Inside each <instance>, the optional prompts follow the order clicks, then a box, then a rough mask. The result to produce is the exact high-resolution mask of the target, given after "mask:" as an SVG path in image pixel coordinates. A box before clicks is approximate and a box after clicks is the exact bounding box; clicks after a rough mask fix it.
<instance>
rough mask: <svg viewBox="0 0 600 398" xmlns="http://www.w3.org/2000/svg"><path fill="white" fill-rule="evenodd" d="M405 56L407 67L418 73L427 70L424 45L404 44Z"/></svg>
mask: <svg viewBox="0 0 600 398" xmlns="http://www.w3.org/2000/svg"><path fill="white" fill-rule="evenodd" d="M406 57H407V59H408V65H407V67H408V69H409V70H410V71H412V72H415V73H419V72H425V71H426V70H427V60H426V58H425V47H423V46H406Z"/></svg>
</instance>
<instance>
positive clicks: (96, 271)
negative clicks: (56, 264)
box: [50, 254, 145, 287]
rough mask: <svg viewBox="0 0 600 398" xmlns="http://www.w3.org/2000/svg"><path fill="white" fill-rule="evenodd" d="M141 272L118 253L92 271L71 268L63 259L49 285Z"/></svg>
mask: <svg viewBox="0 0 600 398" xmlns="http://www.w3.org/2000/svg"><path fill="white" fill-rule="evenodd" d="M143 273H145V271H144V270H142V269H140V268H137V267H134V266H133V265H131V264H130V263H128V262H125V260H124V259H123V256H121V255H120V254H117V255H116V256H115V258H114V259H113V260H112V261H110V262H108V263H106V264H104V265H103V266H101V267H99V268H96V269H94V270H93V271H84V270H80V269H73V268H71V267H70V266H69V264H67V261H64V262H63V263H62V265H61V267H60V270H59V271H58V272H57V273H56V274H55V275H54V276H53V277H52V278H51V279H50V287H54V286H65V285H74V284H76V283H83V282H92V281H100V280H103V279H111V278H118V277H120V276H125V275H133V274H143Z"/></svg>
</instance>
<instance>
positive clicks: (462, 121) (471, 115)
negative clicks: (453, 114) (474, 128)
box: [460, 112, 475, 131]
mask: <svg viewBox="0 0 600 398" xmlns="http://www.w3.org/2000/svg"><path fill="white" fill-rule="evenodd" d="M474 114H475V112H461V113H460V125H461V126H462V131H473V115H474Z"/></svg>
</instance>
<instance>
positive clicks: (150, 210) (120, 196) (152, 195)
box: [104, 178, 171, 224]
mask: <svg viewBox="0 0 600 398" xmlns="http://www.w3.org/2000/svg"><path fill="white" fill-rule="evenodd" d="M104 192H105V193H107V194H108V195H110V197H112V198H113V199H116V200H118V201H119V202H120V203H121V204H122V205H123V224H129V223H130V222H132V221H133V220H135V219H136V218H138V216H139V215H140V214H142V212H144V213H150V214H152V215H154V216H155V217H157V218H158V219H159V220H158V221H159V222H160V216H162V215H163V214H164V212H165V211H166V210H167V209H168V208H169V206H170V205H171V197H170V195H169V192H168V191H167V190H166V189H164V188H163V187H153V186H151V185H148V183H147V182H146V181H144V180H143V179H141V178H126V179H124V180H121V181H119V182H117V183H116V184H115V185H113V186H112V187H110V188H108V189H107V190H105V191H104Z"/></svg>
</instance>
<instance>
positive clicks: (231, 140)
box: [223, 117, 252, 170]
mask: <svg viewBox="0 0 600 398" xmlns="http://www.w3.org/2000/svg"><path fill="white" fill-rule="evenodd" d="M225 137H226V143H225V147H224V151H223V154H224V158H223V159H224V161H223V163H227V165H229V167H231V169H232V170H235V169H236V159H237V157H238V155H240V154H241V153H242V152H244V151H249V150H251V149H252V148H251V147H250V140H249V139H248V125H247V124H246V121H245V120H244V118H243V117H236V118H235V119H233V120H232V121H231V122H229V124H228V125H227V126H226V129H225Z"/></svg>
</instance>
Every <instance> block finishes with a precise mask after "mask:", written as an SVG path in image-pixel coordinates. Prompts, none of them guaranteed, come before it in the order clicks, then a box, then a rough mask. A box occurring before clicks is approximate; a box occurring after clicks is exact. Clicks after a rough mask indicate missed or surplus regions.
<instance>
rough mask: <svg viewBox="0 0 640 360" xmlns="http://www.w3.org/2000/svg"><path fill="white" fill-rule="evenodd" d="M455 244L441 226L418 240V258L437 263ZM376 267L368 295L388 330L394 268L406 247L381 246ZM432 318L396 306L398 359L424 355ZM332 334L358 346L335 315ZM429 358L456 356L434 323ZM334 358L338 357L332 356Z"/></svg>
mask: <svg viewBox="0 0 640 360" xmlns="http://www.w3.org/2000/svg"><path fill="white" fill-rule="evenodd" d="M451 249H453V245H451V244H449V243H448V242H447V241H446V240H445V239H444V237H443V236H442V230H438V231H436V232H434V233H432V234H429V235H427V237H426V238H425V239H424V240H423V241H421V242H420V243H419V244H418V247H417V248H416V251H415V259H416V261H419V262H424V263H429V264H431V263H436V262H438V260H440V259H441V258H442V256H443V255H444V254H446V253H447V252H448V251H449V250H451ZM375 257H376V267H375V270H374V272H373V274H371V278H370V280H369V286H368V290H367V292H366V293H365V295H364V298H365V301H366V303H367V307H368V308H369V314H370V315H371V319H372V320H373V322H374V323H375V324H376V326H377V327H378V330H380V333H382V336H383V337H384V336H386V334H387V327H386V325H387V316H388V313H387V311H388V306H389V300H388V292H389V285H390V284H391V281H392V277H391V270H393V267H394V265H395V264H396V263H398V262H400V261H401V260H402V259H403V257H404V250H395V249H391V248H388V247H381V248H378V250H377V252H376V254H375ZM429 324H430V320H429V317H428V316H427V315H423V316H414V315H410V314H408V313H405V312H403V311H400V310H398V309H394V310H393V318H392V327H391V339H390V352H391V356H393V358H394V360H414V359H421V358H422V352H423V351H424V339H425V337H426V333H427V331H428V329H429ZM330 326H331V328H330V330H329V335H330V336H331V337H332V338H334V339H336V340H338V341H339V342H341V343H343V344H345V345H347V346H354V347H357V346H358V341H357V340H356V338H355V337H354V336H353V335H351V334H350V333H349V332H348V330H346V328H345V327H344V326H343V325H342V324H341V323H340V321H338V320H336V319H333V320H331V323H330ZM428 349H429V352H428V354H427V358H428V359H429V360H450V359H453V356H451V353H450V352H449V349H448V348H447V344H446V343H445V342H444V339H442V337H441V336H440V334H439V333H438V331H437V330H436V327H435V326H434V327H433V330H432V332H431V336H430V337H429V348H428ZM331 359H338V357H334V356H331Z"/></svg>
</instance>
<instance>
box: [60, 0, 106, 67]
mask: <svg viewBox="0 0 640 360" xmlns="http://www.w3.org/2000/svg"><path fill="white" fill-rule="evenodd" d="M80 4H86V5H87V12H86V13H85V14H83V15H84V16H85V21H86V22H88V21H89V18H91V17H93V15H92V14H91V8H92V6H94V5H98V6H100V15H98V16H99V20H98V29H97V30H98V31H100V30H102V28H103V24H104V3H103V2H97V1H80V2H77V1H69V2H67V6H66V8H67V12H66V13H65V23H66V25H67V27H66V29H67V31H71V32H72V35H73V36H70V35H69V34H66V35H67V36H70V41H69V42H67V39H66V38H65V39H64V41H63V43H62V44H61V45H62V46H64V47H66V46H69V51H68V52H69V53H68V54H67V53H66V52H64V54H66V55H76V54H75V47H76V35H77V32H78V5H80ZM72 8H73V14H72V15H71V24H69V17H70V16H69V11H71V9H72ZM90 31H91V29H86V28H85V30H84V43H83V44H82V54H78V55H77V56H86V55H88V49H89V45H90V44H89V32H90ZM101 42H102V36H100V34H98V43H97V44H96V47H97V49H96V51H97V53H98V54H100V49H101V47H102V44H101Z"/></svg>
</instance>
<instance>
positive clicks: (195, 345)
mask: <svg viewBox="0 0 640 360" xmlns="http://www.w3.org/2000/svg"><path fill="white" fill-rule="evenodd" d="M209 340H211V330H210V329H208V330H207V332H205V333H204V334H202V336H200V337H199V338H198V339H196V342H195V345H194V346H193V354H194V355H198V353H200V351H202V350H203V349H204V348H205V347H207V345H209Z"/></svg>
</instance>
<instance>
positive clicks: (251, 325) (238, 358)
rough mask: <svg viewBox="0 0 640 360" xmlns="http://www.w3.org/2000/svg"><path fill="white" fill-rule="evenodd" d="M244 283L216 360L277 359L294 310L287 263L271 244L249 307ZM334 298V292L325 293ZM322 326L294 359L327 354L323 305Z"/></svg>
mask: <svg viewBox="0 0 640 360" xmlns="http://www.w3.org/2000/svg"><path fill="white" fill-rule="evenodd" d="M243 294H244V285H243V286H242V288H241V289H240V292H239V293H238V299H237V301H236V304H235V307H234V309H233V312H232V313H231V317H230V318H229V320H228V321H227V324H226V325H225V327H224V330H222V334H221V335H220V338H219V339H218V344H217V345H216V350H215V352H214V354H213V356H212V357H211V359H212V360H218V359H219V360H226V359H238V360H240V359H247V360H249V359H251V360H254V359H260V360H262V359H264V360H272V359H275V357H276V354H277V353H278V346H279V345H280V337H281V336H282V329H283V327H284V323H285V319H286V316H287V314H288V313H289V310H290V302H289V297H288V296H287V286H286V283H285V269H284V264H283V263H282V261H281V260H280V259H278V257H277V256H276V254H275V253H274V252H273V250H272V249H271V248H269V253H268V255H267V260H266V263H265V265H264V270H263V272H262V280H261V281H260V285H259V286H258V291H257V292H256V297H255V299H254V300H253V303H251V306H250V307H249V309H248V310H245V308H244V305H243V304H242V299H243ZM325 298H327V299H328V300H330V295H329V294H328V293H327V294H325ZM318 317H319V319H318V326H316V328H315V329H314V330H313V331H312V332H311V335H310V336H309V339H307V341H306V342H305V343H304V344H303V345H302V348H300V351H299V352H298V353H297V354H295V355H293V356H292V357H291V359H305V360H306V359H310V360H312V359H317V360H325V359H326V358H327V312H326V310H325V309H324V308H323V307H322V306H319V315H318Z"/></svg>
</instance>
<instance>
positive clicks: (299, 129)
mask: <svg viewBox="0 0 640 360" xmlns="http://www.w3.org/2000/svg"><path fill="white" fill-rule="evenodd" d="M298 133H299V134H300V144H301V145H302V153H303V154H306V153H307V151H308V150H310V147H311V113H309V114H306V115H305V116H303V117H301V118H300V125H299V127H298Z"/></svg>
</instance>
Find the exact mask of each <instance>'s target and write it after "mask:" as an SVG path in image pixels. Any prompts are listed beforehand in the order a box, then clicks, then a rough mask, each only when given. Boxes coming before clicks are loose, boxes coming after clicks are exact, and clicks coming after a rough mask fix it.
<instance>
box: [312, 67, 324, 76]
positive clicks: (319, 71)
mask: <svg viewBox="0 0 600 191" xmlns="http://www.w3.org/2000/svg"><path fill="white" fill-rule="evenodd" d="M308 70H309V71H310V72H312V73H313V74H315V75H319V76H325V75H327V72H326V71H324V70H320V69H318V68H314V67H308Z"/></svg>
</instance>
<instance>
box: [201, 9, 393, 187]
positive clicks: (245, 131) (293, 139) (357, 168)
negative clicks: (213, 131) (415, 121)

....

= ABOUT THIS TASK =
Pull every line containing the word "order" out of the material.

= WORKED SOLUTION =
Inside each <instance>, the optional prompts follow the order clicks, then a box, then a rough mask. The result to produce is the exact high-resolution mask of the target, given after "mask:" as an SVG path in image pixel coordinates. A box before clicks is approximate and a box after clicks is the exact bounding box; clicks after a rough mask fix it.
Every <instance> block finishes with a precise mask after "mask:", written as an SVG path in image-pixel coordinates. Prompts, none of them guaranteed, come before it in the order clicks, then a box, then a rough mask. A box occurring before clicks is approximate; a box occurring after clicks is exact. Clicks after a rough mask indicate missed or surplus regions.
Find the exact mask of each <instance>'s target and write it after "mask:" as an SVG path in image pixels. Any prompts are listed beforehand in the order a box, then clicks, then a rough mask, each only when given. Boxes coming before clicks are loose, boxes coming after clicks are exact, and clicks coming after a rough mask fix it.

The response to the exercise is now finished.